__TASK__: Look through the data below and extract, unchanged, the lines from the one that contains "Target: sandy rabbit's ear" to the one that contains "Target: white fur", both included.

__DATA PROVIDED__:
-=-=-=-=-
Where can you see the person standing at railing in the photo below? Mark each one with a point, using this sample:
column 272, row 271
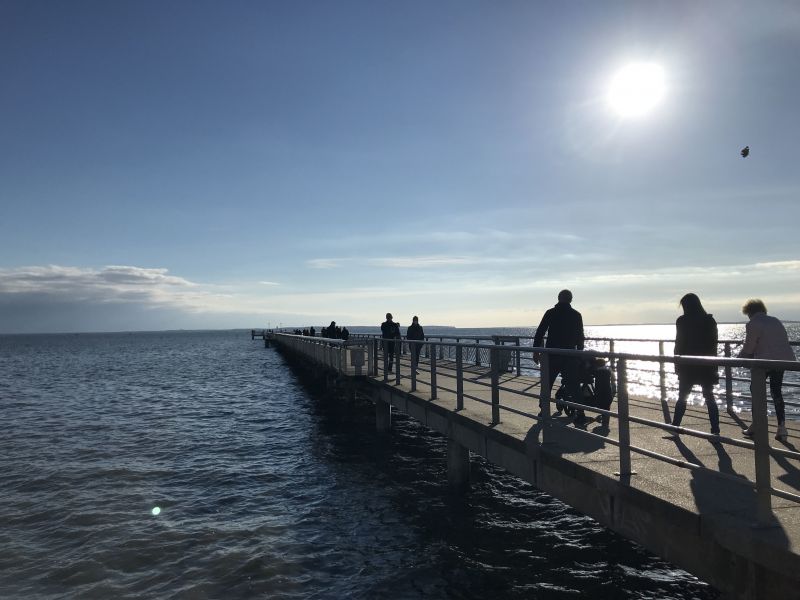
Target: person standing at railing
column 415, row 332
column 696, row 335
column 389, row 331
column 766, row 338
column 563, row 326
-=-=-=-=-
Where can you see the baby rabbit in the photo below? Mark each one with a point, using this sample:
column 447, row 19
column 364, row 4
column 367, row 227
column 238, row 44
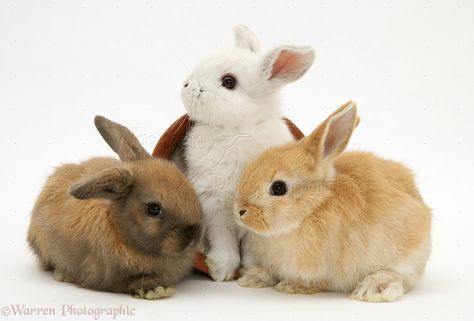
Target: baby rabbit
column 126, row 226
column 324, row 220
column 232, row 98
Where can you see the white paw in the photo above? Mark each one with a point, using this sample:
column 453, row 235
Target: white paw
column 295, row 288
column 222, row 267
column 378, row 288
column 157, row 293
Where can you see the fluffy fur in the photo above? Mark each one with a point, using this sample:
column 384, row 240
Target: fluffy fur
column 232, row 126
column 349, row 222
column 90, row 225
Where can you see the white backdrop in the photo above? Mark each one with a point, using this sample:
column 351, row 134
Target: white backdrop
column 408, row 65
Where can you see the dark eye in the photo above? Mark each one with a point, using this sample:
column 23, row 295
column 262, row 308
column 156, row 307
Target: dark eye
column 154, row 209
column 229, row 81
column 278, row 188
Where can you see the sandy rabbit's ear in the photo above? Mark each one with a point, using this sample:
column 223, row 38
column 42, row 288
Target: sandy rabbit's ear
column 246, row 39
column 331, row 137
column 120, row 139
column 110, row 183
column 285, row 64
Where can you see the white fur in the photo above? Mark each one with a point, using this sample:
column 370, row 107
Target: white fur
-=-=-=-=-
__REPLY__:
Target: sandy rabbit's ear
column 246, row 39
column 331, row 137
column 120, row 139
column 110, row 183
column 285, row 64
Where can you see the white fur in the photo above? Mark each one with a point, using this sample:
column 370, row 107
Target: white fur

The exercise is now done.